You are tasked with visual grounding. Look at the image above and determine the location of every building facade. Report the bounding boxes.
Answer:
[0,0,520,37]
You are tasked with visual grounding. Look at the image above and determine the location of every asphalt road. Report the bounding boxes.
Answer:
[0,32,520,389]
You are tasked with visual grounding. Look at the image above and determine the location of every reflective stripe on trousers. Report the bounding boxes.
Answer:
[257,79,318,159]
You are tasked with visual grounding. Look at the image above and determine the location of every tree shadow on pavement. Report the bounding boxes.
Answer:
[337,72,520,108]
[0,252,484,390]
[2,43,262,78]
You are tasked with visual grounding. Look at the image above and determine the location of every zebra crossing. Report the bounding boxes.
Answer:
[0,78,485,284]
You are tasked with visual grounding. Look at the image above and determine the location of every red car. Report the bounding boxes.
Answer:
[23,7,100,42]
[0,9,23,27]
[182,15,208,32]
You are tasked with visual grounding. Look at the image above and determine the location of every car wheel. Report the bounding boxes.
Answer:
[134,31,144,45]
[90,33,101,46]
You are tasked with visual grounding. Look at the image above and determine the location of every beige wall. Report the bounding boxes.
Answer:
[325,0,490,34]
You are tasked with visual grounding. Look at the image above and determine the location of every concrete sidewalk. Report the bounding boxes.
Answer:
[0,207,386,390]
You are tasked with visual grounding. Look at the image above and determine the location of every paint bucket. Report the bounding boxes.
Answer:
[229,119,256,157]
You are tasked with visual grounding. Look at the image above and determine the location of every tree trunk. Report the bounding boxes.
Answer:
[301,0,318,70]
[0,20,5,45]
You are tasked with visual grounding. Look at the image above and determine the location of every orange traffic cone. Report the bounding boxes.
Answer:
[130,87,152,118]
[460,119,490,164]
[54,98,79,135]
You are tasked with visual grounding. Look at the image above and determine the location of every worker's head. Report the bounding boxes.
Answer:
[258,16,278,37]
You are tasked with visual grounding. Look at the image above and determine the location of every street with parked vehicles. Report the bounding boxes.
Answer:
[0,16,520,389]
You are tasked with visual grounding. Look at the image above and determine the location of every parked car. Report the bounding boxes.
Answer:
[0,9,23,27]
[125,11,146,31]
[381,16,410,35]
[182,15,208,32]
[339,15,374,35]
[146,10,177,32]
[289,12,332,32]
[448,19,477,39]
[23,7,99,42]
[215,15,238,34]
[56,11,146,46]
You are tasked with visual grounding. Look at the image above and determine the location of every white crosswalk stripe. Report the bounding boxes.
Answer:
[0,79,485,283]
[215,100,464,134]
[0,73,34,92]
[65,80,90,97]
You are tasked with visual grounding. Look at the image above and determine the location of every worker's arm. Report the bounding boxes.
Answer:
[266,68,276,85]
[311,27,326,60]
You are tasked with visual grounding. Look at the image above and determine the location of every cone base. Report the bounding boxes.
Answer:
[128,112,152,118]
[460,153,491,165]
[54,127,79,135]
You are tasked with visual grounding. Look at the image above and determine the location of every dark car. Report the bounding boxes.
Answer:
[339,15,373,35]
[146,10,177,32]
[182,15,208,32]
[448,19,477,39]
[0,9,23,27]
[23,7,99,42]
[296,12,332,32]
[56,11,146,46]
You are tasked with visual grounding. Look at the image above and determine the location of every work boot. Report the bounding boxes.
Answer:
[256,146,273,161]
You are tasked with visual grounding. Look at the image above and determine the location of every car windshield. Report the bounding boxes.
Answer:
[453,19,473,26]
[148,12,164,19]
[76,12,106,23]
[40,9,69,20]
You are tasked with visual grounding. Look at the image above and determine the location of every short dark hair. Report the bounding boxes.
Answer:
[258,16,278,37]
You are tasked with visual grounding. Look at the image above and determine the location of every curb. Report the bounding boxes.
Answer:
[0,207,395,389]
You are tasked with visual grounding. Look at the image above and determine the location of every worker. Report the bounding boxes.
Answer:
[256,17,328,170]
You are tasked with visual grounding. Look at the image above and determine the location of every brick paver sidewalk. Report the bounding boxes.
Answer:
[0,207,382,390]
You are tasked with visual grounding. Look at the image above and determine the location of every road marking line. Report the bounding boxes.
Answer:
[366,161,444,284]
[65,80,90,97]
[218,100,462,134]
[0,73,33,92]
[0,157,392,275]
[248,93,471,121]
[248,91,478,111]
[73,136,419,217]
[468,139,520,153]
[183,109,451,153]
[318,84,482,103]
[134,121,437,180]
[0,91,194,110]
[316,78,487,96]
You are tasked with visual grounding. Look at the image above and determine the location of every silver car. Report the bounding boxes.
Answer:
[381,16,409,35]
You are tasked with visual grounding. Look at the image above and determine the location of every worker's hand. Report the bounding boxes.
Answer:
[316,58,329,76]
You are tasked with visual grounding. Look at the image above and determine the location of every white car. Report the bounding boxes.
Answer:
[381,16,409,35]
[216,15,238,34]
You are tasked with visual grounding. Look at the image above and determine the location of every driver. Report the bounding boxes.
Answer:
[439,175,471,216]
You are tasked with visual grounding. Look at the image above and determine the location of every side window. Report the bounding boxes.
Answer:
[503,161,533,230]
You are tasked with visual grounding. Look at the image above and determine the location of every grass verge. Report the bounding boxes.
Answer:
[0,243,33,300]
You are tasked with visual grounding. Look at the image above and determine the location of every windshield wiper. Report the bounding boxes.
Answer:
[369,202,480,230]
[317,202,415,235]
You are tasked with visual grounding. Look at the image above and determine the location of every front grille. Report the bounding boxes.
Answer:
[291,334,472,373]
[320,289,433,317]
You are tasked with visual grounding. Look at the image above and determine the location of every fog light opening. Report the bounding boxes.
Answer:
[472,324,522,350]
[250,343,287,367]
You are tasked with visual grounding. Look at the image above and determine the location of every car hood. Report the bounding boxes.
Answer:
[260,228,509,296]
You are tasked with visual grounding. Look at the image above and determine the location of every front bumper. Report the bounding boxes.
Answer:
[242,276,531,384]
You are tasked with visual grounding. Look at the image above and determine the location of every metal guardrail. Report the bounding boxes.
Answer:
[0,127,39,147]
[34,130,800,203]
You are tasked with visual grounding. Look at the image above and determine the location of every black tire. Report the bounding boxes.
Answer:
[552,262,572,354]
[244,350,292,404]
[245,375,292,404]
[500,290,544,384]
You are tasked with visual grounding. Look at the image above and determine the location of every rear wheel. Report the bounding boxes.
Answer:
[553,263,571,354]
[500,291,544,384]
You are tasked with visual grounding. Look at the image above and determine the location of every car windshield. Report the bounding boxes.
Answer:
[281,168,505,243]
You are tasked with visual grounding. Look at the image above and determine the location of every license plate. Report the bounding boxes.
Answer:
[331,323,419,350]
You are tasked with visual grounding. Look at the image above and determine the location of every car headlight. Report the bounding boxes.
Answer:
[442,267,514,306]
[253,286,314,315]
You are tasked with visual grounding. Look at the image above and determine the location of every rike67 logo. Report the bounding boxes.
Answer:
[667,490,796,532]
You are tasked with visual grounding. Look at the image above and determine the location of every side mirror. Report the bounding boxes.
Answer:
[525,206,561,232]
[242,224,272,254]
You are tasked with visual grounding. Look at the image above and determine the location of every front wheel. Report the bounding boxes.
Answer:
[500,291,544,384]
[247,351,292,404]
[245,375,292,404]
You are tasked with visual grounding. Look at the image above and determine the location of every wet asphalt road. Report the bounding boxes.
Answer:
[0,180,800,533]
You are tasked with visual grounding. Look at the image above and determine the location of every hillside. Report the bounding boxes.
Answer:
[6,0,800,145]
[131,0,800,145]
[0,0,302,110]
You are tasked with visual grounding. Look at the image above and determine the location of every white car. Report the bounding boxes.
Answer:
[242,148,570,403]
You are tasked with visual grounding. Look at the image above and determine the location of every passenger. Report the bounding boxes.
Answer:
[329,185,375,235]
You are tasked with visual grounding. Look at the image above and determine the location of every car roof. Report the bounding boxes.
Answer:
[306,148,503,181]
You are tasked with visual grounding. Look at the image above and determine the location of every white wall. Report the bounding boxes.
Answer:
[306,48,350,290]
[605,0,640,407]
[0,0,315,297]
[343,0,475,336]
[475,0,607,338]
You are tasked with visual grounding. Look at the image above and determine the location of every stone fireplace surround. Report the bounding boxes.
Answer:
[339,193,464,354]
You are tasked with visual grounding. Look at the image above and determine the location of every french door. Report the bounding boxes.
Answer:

************

From the items above, copy word for word the lines running from the line with "bumper. Report the bounding boxes." to the line with "[34,130,800,203]", including both of those lines.

You are tasked with visual grounding. Look at the image above and determine the location of every front bumper. Report the bounding boxes.
Answer:
[242,276,531,384]
You are tasked with visual grounding. Look at the image above and determine the location of every metal guardrail. Report the bounding boxes.
Answer:
[0,127,39,147]
[34,130,800,203]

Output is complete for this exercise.